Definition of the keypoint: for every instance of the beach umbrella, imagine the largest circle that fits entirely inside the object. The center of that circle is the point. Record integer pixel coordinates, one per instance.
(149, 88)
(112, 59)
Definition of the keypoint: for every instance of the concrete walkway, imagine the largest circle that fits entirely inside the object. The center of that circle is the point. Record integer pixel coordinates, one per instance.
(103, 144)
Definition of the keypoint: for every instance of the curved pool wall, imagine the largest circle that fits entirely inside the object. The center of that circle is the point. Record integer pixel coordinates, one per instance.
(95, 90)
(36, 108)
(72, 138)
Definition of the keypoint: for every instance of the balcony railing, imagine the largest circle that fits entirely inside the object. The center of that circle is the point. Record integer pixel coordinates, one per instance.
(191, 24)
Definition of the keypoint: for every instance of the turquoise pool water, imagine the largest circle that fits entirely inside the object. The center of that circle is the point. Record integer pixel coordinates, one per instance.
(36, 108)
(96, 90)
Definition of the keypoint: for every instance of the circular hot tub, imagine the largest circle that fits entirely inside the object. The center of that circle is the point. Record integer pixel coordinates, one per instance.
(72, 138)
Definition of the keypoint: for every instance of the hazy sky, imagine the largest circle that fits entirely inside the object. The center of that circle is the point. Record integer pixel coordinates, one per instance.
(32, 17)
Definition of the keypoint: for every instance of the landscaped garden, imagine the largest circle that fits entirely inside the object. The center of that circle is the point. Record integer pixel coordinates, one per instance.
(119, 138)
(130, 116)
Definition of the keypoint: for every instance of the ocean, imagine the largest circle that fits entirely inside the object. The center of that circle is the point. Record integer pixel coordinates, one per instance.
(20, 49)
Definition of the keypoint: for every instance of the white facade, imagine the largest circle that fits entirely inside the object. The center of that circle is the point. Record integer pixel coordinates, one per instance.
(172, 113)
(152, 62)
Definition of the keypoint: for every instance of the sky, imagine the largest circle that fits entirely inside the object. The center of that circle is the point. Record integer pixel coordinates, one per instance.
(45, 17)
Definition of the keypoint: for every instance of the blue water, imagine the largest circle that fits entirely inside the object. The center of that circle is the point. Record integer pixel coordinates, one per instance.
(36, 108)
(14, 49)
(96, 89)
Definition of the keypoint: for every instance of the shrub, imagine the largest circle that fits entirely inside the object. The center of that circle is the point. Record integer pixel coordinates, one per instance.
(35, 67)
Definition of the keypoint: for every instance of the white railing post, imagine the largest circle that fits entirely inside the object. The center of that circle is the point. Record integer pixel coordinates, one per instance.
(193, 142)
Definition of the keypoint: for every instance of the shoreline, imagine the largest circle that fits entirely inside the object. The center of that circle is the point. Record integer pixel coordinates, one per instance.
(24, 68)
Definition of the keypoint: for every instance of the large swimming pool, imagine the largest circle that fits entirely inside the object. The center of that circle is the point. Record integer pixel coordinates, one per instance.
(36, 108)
========
## Work required:
Rewrite all of the entries above, changing every "largest circle" to "biggest circle" and keeping the rest unchanged.

## Problem solution:
Definition of the keypoint: for every instance of the beach umbrella, imagine the biggest circle that fits entirely inside the object. The center of that circle is the point. Record integer pixel coordinates, one per instance.
(149, 88)
(112, 59)
Definition of the keypoint: for every instance of the concrete walkway, imagine the biggest circle that fits entirely inside the object. The center of that circle is the point. Record integer pixel coordinates, one per instance.
(103, 144)
Definition of the keypoint: for every instance of the curved pool wall, imagine the biggest circle that fits entirely inside the object. The center of that circle is the point. Record integer pixel coordinates, one per instance.
(95, 90)
(36, 108)
(72, 138)
Definition of the keypoint: for every instance of the balcony railing, imagine the biggest circle that fits entirely inside the object. The center of that circle is the point. Record integer pixel coordinates, one per instance.
(191, 24)
Definition of the keypoint: for every instance of the turquoise pool water, imagine the biggest circle that fits entirely inside the object. The center of that circle is the point. Record integer pixel coordinates, one per instance.
(36, 108)
(96, 90)
Definition of the keypoint: for every instance of the circular hot tub, imagine the biggest circle that fits entirely inside the object. The center of that circle is the point. Record integer pixel coordinates, one per instance.
(72, 138)
Definition of the keypoint: for every instance of the hazy sky, imagine the biggest circle that fits entirely inside the object. The center of that circle is the point. Record integer pixel coordinates, one per instance.
(32, 17)
Definition of the keypoint: for every instance of the landscaped garden, imagine the biggest circle that fits entirely inside the object. The center of that circle is the point. Record integer pixel coordinates, one per instance.
(119, 138)
(130, 116)
Definition of the keypoint: for every instance of the ocean, imagine the biggest circle that fits entirely inside the object. The center of that circle is the point. Record integer pixel coordinates, one per instance.
(20, 49)
Definition of the keypoint: for every instance of the white facade, imagine the biggest circle that fits entirely inside the object. The center of that circle is the point. Record integer pixel coordinates, one per instance.
(172, 113)
(152, 62)
Definition of the keypoint: for every instance of the sky, imagine the biggest circle that fits entirely inside the object. The center of that circle is the point. Record integer pixel coordinates, one per instance.
(45, 17)
Definition of the keypoint: for every instance of the blue water, imagine the biggest circle that fits entirely inside the object. The center of that circle is the point. Record integer pixel coordinates, one per instance.
(36, 108)
(14, 49)
(96, 89)
Definition of the keypoint: for every instance of the shrub, imagine the biggest circle that fits entirely inside the object. The center of that circle is the point. Record integer pixel coordinates, one per instance.
(35, 67)
Definition of the keypoint: for every instance of the white railing post, imagine the biggest circle that fits entirely inside the object. The center of that circle is the point. Record integer pixel coordinates, one per instance.
(193, 142)
Definition of the keypoint: for every instance of the shoreline, imagine the biggest circle that fits entirely inside the object. The center of that circle is the point. Record integer pixel coordinates, one per instance.
(24, 68)
Definition of the keypoint: for every instance of the large swimming pool, imagine the biggest circle that fits entirely inside the object. The center of that circle is the point. Record integer pixel coordinates, one per instance.
(36, 108)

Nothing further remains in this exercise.